## BEGIN
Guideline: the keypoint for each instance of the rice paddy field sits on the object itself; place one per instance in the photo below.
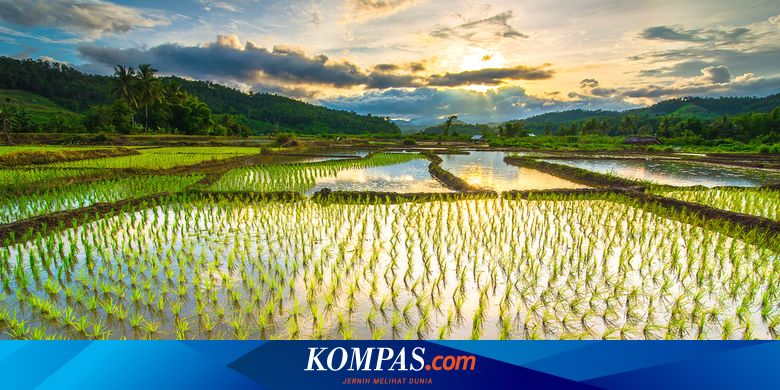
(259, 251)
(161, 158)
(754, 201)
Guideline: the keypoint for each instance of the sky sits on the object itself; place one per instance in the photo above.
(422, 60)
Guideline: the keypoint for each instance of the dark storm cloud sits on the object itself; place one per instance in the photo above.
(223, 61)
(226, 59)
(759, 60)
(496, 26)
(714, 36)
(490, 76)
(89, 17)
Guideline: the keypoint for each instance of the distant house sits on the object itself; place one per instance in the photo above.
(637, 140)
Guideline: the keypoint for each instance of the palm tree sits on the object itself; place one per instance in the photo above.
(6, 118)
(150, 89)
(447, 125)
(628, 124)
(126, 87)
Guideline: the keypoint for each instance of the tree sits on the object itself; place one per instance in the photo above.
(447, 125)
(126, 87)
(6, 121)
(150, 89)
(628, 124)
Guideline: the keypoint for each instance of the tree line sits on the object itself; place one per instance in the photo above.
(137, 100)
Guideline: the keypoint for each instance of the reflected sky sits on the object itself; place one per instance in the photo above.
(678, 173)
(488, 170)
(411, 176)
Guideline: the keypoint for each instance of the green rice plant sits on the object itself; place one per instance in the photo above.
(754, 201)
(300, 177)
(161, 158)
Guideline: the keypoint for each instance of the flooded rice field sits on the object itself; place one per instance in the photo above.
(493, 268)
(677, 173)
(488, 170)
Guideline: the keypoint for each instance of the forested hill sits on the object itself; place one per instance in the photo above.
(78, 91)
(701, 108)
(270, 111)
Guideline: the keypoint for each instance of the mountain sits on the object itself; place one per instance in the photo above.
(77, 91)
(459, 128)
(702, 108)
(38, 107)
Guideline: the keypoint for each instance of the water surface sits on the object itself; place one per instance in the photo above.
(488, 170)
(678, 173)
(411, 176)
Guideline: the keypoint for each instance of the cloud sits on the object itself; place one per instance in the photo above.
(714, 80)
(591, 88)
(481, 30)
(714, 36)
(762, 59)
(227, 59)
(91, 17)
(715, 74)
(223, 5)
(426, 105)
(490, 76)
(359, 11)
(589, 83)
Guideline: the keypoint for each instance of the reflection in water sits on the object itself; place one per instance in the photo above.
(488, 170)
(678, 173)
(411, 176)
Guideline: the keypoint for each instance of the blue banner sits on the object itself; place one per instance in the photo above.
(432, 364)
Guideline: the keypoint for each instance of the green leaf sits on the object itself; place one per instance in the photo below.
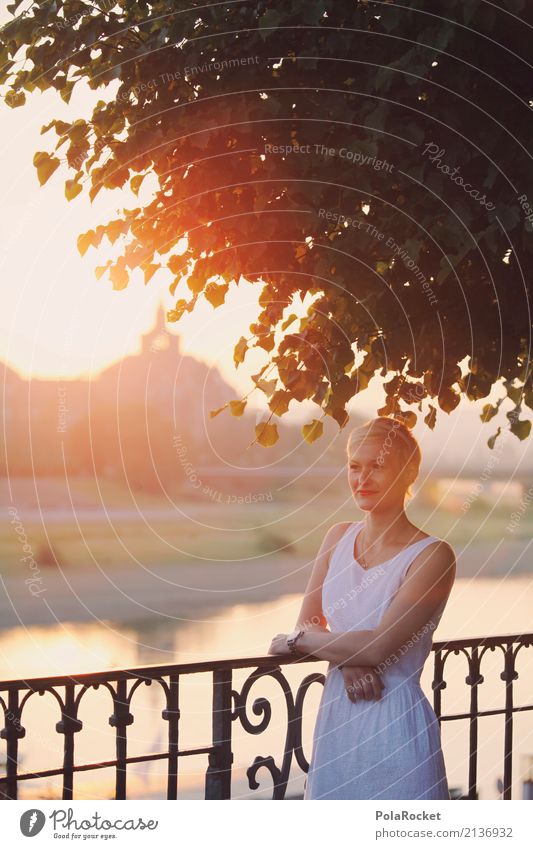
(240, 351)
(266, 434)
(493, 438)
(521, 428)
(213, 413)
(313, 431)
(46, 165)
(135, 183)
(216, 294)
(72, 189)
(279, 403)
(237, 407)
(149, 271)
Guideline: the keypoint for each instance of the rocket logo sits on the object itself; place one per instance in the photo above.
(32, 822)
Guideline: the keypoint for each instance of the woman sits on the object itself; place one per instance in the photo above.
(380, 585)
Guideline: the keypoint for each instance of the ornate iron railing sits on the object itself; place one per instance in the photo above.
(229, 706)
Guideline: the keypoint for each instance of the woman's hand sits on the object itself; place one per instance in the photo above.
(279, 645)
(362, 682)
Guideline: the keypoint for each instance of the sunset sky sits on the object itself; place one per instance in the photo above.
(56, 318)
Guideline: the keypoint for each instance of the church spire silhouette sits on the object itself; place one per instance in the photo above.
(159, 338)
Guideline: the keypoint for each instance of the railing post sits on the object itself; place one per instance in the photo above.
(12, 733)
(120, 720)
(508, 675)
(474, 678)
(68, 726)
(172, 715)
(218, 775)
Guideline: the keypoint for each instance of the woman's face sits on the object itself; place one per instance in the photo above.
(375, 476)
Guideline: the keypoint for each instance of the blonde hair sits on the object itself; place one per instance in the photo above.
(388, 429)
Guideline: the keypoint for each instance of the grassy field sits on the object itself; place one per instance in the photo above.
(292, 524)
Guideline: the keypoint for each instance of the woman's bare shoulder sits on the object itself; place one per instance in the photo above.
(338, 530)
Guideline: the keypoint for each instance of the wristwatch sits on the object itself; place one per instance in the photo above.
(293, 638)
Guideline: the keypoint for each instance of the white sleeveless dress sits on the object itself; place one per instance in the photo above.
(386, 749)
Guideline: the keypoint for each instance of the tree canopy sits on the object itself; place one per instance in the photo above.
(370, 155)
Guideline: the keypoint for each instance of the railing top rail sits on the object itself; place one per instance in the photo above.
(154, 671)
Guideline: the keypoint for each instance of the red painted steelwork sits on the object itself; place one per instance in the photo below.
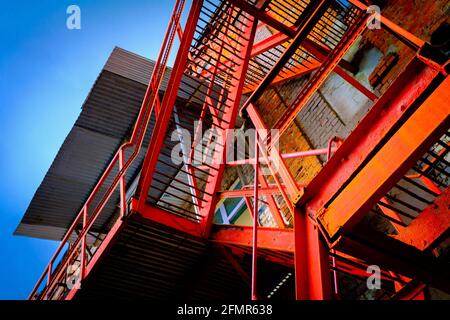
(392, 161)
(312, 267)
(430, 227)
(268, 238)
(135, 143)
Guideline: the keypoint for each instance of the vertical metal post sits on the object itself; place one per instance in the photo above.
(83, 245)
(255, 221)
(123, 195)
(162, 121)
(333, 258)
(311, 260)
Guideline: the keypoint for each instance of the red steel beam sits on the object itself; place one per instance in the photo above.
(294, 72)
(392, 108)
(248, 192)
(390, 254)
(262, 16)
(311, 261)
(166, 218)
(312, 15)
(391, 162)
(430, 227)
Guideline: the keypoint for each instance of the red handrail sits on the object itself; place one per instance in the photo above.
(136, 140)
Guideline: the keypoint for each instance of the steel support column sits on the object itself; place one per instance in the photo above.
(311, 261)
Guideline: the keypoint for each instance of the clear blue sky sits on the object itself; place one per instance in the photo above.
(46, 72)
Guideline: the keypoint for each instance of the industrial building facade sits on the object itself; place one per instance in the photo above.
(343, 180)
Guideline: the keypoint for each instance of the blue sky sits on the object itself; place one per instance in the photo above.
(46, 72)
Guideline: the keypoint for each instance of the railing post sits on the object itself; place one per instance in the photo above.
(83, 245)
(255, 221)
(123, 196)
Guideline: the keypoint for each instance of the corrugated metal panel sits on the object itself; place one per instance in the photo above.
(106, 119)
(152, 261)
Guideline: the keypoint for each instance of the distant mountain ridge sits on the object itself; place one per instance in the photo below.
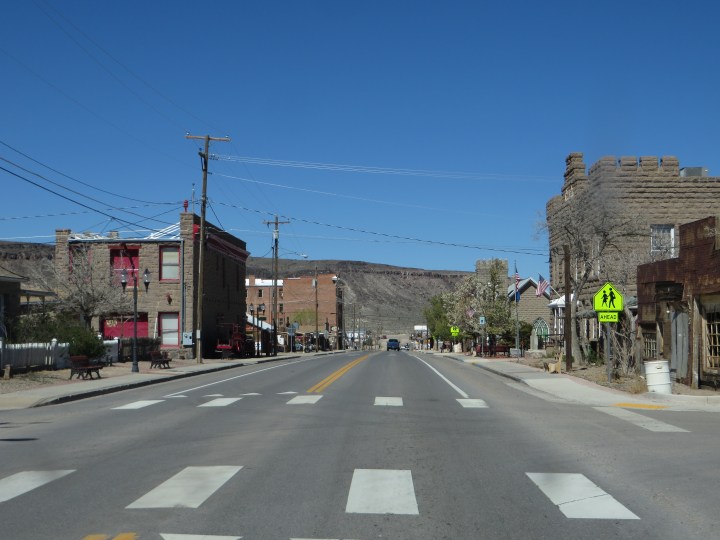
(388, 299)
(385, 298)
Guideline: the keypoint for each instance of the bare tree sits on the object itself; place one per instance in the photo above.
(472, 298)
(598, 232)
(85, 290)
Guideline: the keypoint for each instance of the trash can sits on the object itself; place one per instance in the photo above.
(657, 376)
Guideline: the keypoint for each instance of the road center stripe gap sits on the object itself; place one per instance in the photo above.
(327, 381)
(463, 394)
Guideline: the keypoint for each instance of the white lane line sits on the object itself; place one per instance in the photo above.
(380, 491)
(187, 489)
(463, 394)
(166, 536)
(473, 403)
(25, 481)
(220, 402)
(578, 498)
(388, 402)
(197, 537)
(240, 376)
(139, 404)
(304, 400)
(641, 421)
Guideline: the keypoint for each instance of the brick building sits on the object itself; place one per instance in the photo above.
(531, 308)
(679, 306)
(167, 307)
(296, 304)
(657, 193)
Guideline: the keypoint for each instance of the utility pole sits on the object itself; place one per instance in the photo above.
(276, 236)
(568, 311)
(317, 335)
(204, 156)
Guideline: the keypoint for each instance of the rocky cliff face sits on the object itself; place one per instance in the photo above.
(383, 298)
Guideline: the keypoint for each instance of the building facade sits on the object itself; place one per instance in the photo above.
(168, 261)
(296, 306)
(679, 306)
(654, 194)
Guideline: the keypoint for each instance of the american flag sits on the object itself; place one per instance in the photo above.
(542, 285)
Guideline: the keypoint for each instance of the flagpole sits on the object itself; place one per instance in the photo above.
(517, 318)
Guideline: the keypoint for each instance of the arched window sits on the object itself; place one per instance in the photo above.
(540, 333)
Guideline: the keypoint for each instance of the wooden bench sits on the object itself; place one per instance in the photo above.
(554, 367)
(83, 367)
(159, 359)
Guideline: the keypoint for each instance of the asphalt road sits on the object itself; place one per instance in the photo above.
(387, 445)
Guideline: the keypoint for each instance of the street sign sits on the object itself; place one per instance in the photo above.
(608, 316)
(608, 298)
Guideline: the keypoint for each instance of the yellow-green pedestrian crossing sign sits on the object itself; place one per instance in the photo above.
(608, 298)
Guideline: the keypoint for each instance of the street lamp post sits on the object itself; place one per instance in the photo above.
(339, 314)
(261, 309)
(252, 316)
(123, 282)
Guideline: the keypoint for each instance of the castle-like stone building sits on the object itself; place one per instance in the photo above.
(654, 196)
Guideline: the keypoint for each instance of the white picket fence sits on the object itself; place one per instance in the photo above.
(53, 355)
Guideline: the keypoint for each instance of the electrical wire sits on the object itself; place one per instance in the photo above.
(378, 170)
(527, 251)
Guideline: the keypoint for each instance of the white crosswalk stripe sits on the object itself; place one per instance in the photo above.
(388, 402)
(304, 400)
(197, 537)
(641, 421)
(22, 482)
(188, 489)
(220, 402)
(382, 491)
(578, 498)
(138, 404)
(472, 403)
## END
_REQUEST_
Beginning with the line that contains "Guideline: the keypoint for each instance of the american", quote each line exactly through the last line of the entries above, and nothing beyond them.

_WRITTEN SOLUTION_
Guideline: the keypoint for each instance of the american flag sits on the object itself; place one per instance in the photo above.
(542, 285)
Guideline: the keypoint for each instance of the flagpole sits on the object itself; place one per instance in the photo above.
(517, 318)
Guideline: the keypoint for each instance of the arched window sits on the object itself; place one per instance in the photo above.
(540, 333)
Guideline: the keypoint for each instance of the wooden bench sits on the object itself; place one per instance in the photo above.
(554, 367)
(83, 367)
(159, 359)
Guideline: the keypoint for each instance of the asphalt road sits on the object itself; place one per instance in the photo above.
(387, 445)
Guideline: the keypoint for each instance of the street sign sits on the object itself; place one per instance in the photo above.
(608, 316)
(608, 298)
Guideline: the keypoint for each instance of the yellow-green pedestrian crossing sign sits on the object itself; place one per instance in the photo above.
(608, 298)
Guideline: the keypoint for each instance of the street lamp post sits on the object itself; place one per instance in the photo above.
(339, 314)
(261, 309)
(252, 316)
(123, 282)
Guideline: the keypoint for each instance of the castle-like stone building sits on the object itself; place one per instance in the photo above.
(654, 196)
Guideline: the keypoint for each instance of the white picket fence sits on the object itself; place one per instance in the photo above.
(53, 355)
Guideline: the keypoint for each instance of the electrical wire sits on the object itself; place one per instance in the photo above.
(378, 170)
(527, 251)
Guideline: the keypoint for each instance of the white crosswalk stripe sits on the object itself; place one per instance in the photo above.
(388, 402)
(304, 400)
(197, 537)
(641, 421)
(22, 482)
(188, 489)
(220, 402)
(382, 491)
(578, 498)
(138, 404)
(472, 403)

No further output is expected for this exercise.